Предложенный текст:
☆ ☆ ☆ ☆

Трудно вообразить, что привлекло Николая I в "Ревизоре": человек, который несколько лет назад, вооружившись красным карандашом, исчеркал "Бориса Годунова" идиотскими замечаниями, предложил переделать трагедию в роман на манер Вальтера Скотта и вообще был невосприимчив к настоящей литературе, как все правители (не исключая Фридриха Великого или Наполеона), вряд ли мог увидеть в пьесе Гоголя нечто большее, чем балаганное развлечение. С другой стороны, сатирический пафос (если мы хоть на минуту допустим такое ложное толкование "Ревизора") едва ли мог увлечь чванную, лишенную чувства юмора натуру царя. Если ему приписать хоть на йоту ума — по крайней мере, ума политического, — то нельзя же предположить, будто его настолько обуревало желание покрепче встряхнуть своих подданных, что он не углядел опасности того, как простой люд отнесется к императорской забаве. Действительно, говорят, будто он заявил после первого представления: "Все получили по заслугам, и я больше всех". И если это не вымысел (что сомнительно), царю была понятна логическая связь между обличением продажности в условиях определенной государственной системы и обличением самой этой системы. Остается только предположить, что разрешение поставить пьесу вызвано внезапным капризом царя — ведь и появление такого писателя, как Гоголь, можно приписать непонятной причуде какого-то духа, ведающего развитием русской словесности в начале XIX в. Подписывая разрешение, деспот, как ни странно, заразил русских писателей опаснейшей болезнью; опасной для идеи монархии, опасной для правительственного беззакония и опасной — а эта опасность самая страшная — для художественной литературы; ведь пьесу Гоголя общественные умы неправильно поняли как социальный протест, и в 50-х и 60-х гг. она породила не только кипящий поток литературы, обличавшей коррупцию и прочие социальные пороки, но и разгул литературной критики, отказывавшей в звании писателя всякому, кто не посвятил своего романа или рассказа бичеванию околоточного или помещика, который сечет своих мужиков. Десять лет спустя царь совершенно забыл, что это за пьеса, и у него не сохранилось даже смутного представления о том, кто такой Гоголь и что он написал.

☆ ☆ ☆ ☆

Какую переделку «Бориса Годунова», согласно предложенному тексту, предложил Николай I?

Материал для анализа:
☆ ☆ ☆ ☆

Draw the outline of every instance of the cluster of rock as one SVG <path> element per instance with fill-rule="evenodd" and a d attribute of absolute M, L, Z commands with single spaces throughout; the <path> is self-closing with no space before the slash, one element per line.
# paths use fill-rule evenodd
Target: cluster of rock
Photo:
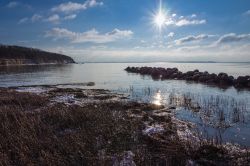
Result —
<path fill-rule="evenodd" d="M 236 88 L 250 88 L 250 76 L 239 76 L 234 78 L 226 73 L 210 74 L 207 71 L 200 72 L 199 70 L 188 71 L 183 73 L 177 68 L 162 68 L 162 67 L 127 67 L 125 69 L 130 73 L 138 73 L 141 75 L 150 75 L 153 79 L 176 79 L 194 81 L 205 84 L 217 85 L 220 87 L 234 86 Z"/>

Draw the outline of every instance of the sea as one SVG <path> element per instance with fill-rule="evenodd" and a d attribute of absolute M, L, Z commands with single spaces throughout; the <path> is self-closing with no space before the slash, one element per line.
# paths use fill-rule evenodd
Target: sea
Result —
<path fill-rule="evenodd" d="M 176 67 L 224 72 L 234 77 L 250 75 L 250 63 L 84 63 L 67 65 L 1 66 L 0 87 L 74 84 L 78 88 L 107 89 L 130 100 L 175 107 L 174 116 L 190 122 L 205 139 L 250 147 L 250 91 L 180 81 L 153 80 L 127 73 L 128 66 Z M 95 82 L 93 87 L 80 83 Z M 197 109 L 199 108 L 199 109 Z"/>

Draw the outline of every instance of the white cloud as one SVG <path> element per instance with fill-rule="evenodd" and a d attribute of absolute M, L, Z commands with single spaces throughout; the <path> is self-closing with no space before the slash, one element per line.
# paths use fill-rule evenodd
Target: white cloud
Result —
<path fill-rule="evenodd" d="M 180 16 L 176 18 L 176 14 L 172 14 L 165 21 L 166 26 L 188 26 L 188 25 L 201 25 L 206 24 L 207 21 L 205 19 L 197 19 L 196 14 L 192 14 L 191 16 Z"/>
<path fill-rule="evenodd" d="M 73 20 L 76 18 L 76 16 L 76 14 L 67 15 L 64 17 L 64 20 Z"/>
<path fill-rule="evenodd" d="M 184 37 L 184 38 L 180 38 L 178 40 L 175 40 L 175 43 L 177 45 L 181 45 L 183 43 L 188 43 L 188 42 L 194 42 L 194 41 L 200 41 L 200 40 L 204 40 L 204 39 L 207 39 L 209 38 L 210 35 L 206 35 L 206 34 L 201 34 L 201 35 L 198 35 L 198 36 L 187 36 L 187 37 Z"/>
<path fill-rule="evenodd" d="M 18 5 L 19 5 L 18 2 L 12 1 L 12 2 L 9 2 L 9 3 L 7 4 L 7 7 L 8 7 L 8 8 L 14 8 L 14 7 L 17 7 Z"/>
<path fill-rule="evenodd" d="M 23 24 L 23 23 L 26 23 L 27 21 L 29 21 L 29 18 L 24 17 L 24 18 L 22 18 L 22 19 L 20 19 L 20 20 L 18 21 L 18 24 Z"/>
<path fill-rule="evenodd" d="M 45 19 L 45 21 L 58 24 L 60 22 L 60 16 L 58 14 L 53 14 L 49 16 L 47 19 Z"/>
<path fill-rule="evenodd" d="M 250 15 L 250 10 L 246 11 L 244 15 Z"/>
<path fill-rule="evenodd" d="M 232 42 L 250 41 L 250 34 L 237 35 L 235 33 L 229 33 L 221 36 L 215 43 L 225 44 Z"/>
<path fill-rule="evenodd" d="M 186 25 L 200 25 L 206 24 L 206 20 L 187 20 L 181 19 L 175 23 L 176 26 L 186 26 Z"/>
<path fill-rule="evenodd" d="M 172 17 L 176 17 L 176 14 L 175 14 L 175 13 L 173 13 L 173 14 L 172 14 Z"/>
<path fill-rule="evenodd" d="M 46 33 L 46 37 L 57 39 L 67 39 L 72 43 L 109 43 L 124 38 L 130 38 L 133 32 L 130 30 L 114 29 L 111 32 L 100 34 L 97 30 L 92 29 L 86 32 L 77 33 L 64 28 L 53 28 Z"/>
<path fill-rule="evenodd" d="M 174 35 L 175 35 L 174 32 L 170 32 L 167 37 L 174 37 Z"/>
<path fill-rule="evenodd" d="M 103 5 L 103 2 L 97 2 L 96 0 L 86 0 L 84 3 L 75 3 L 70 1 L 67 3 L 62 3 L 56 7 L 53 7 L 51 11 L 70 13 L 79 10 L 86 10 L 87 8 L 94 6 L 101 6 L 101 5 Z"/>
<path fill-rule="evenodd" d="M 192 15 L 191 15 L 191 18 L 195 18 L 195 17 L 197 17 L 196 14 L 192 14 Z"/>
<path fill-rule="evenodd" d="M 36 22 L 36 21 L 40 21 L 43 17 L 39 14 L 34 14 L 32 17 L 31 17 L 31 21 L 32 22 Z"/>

☆ ☆ ☆ ☆

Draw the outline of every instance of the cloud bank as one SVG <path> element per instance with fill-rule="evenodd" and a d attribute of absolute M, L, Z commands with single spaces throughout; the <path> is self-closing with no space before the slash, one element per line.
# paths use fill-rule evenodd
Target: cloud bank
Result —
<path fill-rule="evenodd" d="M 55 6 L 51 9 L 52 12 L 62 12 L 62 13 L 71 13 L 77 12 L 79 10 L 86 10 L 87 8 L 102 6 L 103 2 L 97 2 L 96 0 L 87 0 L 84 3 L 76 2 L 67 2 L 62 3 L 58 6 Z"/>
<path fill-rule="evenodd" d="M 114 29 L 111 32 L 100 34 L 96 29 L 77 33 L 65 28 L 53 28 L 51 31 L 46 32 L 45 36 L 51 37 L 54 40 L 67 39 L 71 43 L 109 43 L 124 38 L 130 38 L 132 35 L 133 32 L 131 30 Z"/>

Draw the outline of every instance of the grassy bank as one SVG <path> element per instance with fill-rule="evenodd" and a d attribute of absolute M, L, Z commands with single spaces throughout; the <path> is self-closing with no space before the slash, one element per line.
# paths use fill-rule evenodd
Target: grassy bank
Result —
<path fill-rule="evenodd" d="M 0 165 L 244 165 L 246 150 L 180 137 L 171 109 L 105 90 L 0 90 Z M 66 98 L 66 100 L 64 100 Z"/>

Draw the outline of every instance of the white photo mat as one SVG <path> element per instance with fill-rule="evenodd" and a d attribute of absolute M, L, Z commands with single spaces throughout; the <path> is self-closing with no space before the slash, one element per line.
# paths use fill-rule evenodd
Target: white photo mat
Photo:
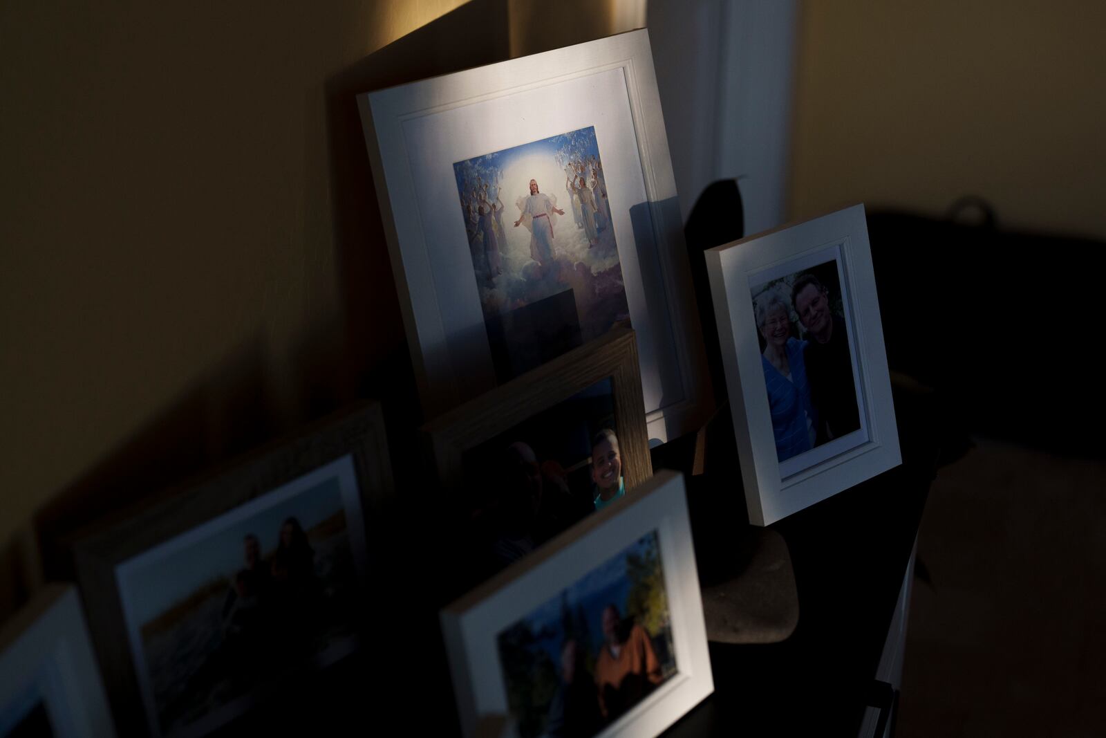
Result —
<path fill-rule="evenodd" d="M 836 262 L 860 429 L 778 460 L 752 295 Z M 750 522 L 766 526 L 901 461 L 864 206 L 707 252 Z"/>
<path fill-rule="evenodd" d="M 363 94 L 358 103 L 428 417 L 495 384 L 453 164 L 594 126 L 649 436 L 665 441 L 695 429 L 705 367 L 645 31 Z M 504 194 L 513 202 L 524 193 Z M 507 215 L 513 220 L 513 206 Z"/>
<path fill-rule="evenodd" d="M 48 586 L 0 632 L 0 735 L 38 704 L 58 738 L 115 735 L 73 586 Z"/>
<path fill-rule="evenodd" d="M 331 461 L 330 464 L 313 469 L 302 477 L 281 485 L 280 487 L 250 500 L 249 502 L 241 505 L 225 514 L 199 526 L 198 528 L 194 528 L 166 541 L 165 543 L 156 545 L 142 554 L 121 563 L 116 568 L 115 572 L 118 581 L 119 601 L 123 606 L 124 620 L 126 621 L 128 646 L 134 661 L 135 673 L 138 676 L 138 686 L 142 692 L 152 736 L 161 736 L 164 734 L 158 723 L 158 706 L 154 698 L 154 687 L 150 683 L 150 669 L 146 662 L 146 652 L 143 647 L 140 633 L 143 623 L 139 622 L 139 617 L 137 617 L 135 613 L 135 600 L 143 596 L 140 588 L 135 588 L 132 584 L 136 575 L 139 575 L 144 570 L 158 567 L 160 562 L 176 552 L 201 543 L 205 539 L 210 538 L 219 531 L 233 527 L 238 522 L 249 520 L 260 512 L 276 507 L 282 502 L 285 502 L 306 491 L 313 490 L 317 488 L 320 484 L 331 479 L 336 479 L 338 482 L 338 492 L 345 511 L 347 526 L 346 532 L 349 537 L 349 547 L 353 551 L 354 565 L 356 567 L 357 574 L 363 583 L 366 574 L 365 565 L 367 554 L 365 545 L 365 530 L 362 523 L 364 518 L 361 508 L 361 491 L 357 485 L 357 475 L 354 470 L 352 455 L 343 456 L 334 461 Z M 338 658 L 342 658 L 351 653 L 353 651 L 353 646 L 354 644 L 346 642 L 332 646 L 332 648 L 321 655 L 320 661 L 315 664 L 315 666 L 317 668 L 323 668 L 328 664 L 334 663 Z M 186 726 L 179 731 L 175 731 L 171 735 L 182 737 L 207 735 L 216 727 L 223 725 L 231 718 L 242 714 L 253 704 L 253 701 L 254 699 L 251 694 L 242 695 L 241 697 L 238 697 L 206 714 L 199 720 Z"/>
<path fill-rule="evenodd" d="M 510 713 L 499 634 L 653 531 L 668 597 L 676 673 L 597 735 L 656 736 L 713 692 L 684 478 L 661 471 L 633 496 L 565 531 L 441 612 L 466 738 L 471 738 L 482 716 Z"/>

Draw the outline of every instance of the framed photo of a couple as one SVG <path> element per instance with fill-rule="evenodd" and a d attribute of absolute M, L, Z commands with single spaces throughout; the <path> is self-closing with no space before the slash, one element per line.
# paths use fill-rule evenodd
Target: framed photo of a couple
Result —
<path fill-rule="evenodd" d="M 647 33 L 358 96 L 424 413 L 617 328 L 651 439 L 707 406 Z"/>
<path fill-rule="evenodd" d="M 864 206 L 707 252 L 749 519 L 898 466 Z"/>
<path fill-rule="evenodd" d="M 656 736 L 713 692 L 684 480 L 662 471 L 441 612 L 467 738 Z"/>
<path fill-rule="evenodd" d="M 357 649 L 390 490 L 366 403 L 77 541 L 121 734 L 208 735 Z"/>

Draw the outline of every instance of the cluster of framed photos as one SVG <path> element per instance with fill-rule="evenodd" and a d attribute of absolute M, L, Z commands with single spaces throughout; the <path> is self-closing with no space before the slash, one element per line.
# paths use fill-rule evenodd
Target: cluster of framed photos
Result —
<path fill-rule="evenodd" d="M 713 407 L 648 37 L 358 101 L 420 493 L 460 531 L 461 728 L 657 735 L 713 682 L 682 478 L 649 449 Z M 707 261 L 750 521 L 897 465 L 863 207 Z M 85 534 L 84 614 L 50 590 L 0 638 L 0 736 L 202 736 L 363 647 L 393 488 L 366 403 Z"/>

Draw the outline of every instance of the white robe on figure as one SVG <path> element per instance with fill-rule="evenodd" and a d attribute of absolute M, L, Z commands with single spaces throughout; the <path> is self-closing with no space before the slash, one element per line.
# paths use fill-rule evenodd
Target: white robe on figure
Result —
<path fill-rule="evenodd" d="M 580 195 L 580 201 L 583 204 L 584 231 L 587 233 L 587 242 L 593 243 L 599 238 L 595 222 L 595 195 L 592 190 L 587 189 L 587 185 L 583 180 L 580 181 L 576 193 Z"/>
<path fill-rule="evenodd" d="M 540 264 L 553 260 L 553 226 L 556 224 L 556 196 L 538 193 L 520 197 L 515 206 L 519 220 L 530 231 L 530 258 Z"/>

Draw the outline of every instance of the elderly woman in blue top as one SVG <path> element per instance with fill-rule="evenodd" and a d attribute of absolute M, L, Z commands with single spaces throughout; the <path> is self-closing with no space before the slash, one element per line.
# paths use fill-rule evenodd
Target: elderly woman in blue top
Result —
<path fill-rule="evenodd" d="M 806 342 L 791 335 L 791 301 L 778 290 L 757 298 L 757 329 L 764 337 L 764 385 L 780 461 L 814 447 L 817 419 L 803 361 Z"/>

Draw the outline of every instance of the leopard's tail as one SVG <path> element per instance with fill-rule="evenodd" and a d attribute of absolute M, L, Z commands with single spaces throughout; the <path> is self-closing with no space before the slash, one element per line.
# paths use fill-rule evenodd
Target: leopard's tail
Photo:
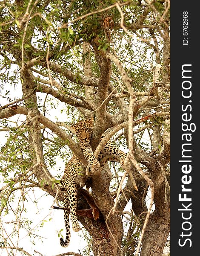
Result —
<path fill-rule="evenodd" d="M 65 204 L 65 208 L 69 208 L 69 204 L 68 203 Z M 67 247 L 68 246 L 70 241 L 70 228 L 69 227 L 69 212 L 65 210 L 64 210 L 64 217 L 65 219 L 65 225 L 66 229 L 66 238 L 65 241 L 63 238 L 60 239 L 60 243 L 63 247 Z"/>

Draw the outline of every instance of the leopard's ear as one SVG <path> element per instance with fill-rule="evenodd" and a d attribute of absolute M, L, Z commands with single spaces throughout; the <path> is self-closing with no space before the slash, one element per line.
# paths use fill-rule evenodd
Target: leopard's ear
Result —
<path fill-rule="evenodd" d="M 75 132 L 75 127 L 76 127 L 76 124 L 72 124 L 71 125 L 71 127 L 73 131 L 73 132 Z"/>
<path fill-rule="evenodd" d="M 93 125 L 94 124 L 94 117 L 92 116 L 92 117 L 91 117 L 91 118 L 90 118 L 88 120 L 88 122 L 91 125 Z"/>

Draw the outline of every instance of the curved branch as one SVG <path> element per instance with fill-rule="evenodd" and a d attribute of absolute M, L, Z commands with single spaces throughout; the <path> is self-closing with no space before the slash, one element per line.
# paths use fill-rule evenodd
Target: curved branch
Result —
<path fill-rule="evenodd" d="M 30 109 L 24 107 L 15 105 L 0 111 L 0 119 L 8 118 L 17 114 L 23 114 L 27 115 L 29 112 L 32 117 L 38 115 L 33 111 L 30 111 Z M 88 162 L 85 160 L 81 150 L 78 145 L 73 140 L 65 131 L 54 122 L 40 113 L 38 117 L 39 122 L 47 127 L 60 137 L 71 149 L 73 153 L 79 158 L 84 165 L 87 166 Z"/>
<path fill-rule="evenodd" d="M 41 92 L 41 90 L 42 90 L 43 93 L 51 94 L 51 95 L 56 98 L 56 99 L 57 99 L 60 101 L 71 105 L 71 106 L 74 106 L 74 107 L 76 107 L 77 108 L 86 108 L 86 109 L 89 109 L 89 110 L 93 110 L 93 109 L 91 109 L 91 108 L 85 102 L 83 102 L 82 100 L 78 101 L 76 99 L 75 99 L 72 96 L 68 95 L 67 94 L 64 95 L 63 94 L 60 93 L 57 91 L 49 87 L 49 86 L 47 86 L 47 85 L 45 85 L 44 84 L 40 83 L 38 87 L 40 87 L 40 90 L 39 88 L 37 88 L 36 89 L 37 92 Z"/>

☆ ☆ ☆ ☆

Письменный ответ: Он предложил переделать трагедию в роман на манер Вальтера Скотта.